#### Excerpts of labeled region data:
== == ==

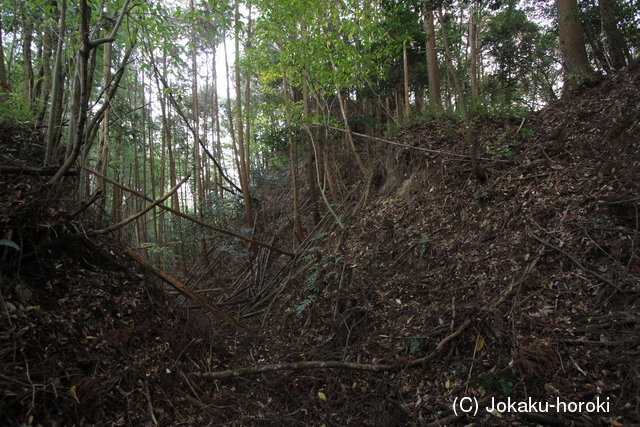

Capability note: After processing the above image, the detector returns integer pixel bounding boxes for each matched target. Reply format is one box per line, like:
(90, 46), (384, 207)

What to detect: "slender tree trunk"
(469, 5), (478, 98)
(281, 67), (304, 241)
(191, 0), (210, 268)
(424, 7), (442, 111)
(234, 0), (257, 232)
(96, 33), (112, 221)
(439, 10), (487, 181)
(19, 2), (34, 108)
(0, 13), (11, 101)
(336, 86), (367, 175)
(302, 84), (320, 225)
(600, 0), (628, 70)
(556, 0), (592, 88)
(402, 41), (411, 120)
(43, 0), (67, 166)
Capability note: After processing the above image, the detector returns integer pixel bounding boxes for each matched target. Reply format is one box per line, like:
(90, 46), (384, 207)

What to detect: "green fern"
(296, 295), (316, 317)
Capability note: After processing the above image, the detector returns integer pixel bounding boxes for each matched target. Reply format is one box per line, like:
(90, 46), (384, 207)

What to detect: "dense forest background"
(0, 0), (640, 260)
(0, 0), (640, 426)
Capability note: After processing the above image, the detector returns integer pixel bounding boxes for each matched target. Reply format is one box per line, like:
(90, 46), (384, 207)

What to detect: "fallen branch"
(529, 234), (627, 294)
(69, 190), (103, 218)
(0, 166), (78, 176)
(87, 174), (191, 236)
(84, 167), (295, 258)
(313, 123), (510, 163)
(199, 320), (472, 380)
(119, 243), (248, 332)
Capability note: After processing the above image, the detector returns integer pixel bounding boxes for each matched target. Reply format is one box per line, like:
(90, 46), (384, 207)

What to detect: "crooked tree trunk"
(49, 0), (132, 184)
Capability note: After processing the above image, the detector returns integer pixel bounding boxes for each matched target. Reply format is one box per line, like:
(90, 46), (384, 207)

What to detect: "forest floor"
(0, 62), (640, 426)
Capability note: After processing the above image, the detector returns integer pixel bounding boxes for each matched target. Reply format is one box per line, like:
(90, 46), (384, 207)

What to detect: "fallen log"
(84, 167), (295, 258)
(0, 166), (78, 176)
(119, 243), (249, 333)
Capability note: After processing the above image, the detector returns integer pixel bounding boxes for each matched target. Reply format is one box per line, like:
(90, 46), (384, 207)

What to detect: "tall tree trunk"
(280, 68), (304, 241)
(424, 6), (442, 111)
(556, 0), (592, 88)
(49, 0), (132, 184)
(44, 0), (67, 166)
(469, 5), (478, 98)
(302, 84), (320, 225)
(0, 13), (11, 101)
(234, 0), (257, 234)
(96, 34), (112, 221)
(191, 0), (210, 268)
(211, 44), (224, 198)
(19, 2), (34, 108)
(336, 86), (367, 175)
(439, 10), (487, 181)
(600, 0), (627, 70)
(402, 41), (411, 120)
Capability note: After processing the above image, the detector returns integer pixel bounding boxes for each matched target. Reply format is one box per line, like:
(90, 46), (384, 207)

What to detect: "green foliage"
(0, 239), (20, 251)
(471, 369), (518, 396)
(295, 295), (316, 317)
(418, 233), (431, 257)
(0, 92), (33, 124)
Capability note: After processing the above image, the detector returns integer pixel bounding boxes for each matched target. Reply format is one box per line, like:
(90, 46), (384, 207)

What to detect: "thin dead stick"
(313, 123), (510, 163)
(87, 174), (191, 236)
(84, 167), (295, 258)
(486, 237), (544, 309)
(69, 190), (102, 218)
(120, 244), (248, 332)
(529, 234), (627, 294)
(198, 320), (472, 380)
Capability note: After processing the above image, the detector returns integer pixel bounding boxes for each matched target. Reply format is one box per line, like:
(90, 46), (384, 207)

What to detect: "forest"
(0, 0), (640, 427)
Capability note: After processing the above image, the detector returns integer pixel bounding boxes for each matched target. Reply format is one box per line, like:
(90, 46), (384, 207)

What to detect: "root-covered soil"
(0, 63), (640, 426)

== == ==

#### Exercise details:
Duplicate every item above line for line, without any change, and omit the pictures from your reply.

#### Full answer:
Capability note: After processing the above image, the detector returns integer pixel bounding boxes for each matched target. Reply format is one box per line, like:
(90, 46), (384, 207)

What to detect: "slender tree trunk"
(469, 5), (478, 98)
(281, 67), (304, 241)
(191, 0), (210, 268)
(424, 7), (442, 111)
(234, 0), (257, 232)
(96, 33), (112, 221)
(439, 10), (487, 181)
(19, 2), (34, 108)
(0, 13), (11, 101)
(336, 86), (367, 175)
(302, 84), (320, 225)
(600, 0), (628, 70)
(556, 0), (592, 88)
(402, 41), (411, 120)
(43, 0), (67, 166)
Capability note: After processing the above image, the detector returns integer pixel bounding boxes for each matched target. Reply format is one box per line, like:
(90, 46), (384, 207)

What to detect: "green fern"
(296, 295), (316, 317)
Capability note: After processing the above image, the detector returns integer pixel bounding boxes for each matched target. Reply format is one box per line, like:
(90, 46), (384, 207)

What to detect: "dense forest background"
(0, 0), (640, 260)
(0, 0), (640, 426)
Capability note: After processing the above image, the detector returns integer pixel bounding boxes for each matched target. Reply format is one box per line, like:
(90, 46), (384, 207)

What to detect: "fallen branch"
(529, 234), (627, 294)
(69, 190), (103, 218)
(0, 166), (78, 176)
(87, 174), (191, 236)
(84, 167), (295, 258)
(313, 123), (510, 163)
(199, 320), (472, 380)
(119, 243), (248, 332)
Capability note: After processing the above image, the detector returns integer pixel bounding boxes for each matched target. Reply format is one box per line, like:
(90, 46), (384, 207)

What to detect: "crooked tree trunk"
(49, 0), (132, 184)
Capability note: After processing the above image, the detector returns integer pixel bounding boxes for each matched target. Reply format is one box per line, like:
(90, 46), (384, 207)

What to detect: "forest floor"
(0, 62), (640, 426)
Capability note: After processing the above image, the detector returns integer pixel bounding boxes for each matched target. Reply format is one box per line, like:
(90, 46), (384, 207)

What to detect: "fallen log"
(84, 167), (295, 258)
(0, 166), (78, 176)
(119, 243), (249, 333)
Capability note: After processing the above image, the detector returns integer pixel bounding boxes for each matched target. Reply format is one box per line, like:
(90, 46), (384, 207)

What to detect: "tall tree trunk"
(280, 68), (304, 241)
(424, 6), (442, 111)
(556, 0), (592, 88)
(49, 0), (132, 184)
(44, 0), (67, 166)
(469, 5), (478, 98)
(302, 84), (320, 225)
(0, 13), (11, 101)
(234, 0), (257, 234)
(96, 34), (112, 221)
(191, 0), (210, 268)
(211, 44), (224, 198)
(19, 2), (34, 108)
(336, 86), (367, 175)
(439, 10), (487, 181)
(600, 0), (627, 70)
(402, 41), (411, 120)
Capability note: After processing the above image, the detector returns integer pixel bounding boxes for each matched target. Reply format is one box per line, like:
(90, 46), (384, 207)

What to detect: "green foliage"
(0, 239), (20, 251)
(471, 369), (518, 396)
(295, 295), (316, 317)
(418, 233), (431, 257)
(0, 92), (33, 124)
Capability note: After processing the above image, the detector returns integer pixel bounding boxes for each matched target. Reply format is one box per line, like:
(90, 46), (384, 207)

What to detect: "thin dead stick"
(313, 123), (510, 163)
(87, 174), (191, 236)
(84, 167), (295, 258)
(486, 237), (544, 309)
(69, 190), (102, 218)
(120, 244), (248, 332)
(529, 234), (627, 294)
(198, 320), (472, 380)
Capability note: After processing the above image, the detector returns integer pixel bounding boxes for each matched target. Reply format is one box per line, like:
(90, 46), (384, 207)

What to detect: "forest"
(0, 0), (640, 427)
Capability note: After processing the above image, the detector returns integer pixel bounding boxes for each matched target. Reply format is one box per line, like:
(90, 46), (384, 207)

What to detect: "root-covered soil"
(0, 63), (640, 426)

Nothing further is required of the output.